# DIRECTIONS
Copy the listing word for word from the line containing "Please identify the brown" through the end of the listing, leaving out the pictures.

# Point annotation records
__________

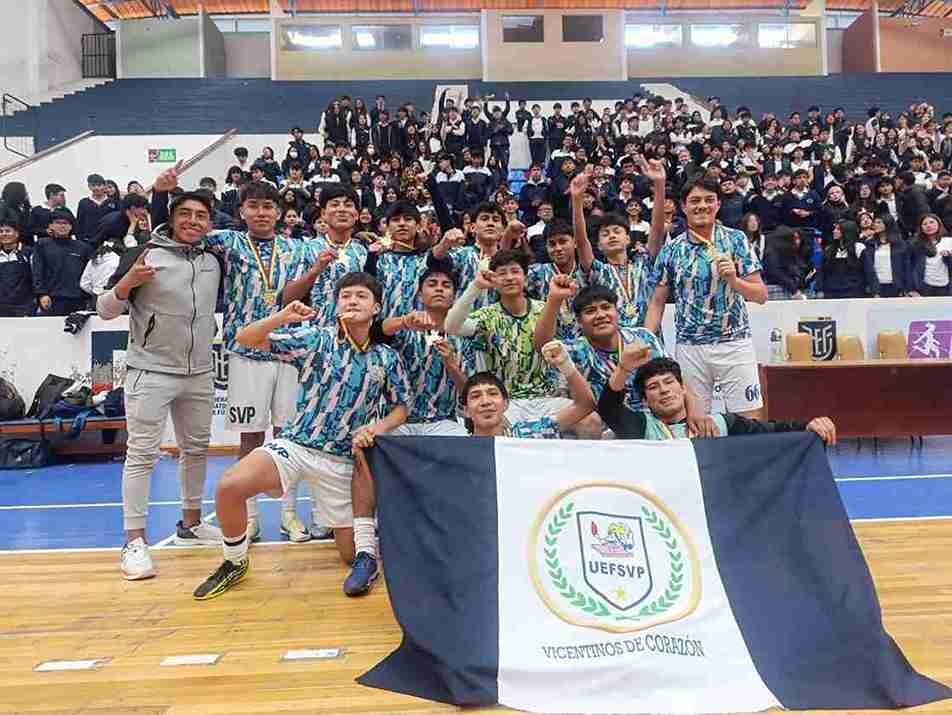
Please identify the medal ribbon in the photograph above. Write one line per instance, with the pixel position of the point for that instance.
(266, 276)
(626, 285)
(359, 347)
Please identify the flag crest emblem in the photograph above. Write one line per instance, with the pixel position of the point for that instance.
(613, 557)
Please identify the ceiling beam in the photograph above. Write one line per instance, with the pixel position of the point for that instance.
(910, 8)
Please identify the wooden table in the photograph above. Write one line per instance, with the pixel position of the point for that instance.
(866, 398)
(109, 438)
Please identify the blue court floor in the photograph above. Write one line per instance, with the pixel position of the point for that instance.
(79, 506)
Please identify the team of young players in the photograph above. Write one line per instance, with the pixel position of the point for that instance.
(404, 338)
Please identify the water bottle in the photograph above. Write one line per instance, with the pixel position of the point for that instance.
(777, 353)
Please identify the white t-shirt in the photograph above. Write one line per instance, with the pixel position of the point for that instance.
(937, 272)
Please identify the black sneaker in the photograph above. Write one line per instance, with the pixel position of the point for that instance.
(363, 573)
(227, 575)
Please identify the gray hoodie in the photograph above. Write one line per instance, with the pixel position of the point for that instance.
(172, 317)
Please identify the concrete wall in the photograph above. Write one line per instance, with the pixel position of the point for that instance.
(213, 49)
(42, 48)
(347, 63)
(248, 54)
(834, 50)
(748, 61)
(553, 60)
(858, 55)
(66, 23)
(932, 53)
(160, 48)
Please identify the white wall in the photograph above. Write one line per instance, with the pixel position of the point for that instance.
(248, 54)
(42, 47)
(66, 23)
(553, 59)
(160, 48)
(213, 49)
(834, 49)
(125, 158)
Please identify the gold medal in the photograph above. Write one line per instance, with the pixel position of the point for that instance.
(270, 295)
(566, 311)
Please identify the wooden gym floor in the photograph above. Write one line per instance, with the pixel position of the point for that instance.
(74, 606)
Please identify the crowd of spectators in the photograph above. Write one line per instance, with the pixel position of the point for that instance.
(833, 206)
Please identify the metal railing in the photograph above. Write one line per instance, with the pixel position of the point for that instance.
(30, 160)
(192, 161)
(20, 133)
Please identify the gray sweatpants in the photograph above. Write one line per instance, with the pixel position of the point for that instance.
(150, 398)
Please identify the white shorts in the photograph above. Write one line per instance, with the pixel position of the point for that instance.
(261, 394)
(732, 365)
(328, 474)
(442, 428)
(532, 408)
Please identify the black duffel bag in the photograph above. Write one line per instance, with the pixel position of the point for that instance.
(12, 406)
(25, 453)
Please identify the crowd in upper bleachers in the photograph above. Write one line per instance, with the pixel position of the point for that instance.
(833, 206)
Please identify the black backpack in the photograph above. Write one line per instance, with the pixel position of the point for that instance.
(11, 404)
(48, 394)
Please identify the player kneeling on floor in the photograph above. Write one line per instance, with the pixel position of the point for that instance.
(347, 381)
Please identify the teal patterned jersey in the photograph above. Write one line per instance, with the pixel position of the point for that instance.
(351, 259)
(399, 276)
(597, 365)
(342, 389)
(507, 341)
(466, 264)
(707, 310)
(434, 395)
(245, 287)
(542, 428)
(630, 283)
(537, 285)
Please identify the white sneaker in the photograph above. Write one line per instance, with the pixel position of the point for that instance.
(135, 562)
(202, 534)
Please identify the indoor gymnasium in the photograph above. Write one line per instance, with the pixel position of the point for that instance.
(421, 356)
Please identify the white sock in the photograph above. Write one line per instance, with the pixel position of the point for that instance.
(289, 499)
(316, 516)
(364, 538)
(236, 550)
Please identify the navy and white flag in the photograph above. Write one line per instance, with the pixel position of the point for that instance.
(630, 577)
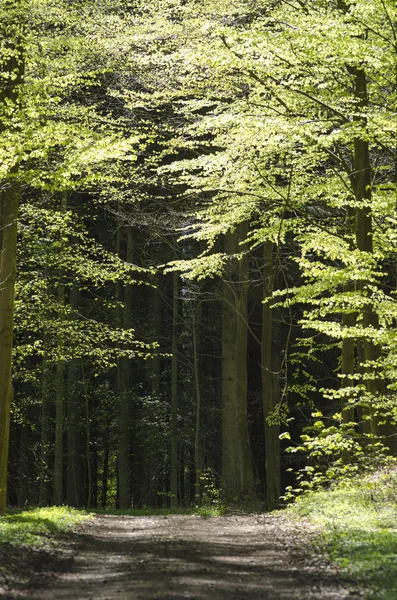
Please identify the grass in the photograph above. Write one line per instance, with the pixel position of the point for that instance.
(357, 522)
(34, 527)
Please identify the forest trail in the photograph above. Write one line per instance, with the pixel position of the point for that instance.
(163, 557)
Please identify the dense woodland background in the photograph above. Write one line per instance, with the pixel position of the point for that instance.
(206, 247)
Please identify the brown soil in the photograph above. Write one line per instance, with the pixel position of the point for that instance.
(146, 558)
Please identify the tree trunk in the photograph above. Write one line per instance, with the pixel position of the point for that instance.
(124, 483)
(237, 471)
(9, 199)
(272, 429)
(13, 66)
(60, 389)
(73, 437)
(362, 182)
(45, 428)
(198, 467)
(174, 392)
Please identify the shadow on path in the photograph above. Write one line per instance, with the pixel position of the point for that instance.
(147, 558)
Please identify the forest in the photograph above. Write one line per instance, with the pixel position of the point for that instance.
(198, 232)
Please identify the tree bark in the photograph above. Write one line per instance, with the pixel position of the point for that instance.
(174, 392)
(237, 470)
(198, 467)
(362, 182)
(272, 430)
(73, 437)
(124, 483)
(12, 68)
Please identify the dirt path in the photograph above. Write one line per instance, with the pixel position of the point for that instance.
(148, 558)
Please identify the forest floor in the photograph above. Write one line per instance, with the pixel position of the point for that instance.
(235, 557)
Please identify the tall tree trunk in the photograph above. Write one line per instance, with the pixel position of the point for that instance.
(272, 429)
(73, 437)
(362, 182)
(237, 471)
(125, 397)
(198, 467)
(174, 391)
(60, 389)
(12, 68)
(45, 427)
(348, 343)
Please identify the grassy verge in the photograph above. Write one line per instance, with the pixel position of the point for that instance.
(34, 527)
(358, 529)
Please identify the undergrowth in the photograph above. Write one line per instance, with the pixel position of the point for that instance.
(357, 520)
(35, 526)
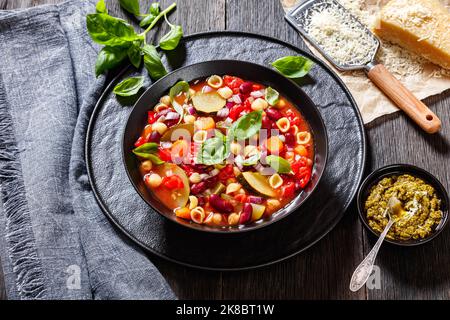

__________

# RESULT OF THE EXERCISE
Please identify the brown soil in the photograph above. Write one line per instance, with the pixel position of the point for that instance.
(146, 558)
Please identify the tree trunk in the photograph above. Write one line per instance, with the pixel position of the point for that instance.
(124, 483)
(237, 471)
(9, 199)
(272, 429)
(13, 66)
(60, 389)
(73, 437)
(362, 182)
(45, 428)
(198, 467)
(174, 392)
Please identify the shadow on path in the photograph above. Write one line per instance, with the pixel position of the point for that instance.
(147, 558)
Please identify the forest in the photograph above. Write one line per instance, with the pixel position of the point for that instance.
(198, 232)
Please identify the tree bark in the photograph above. Write one line per instance, with the pixel position of the point for that instance.
(174, 392)
(237, 470)
(198, 467)
(362, 182)
(272, 430)
(73, 437)
(124, 483)
(12, 68)
Please identify the dirt path in the photograph above. Write one line per instance, with the pixel position of the point for that instance.
(148, 558)
Please identify the forest floor in the photograph above. Write one line per instance, with the pixel position of the point for that instance.
(235, 557)
Please identify the tall tree trunk in the photograph above. Write one line per instance, with the pixel position of the point for that instance.
(272, 429)
(73, 437)
(362, 182)
(237, 471)
(125, 397)
(198, 467)
(174, 391)
(60, 389)
(12, 68)
(45, 427)
(348, 343)
Please identify the grassy verge in the photograph above. Write one line per instance, with the pixel position of the point for that instance.
(34, 527)
(358, 529)
Please identify the undergrowth in the photograph above. Write one line per instance, with the pixel position of the point for that instance.
(357, 520)
(35, 526)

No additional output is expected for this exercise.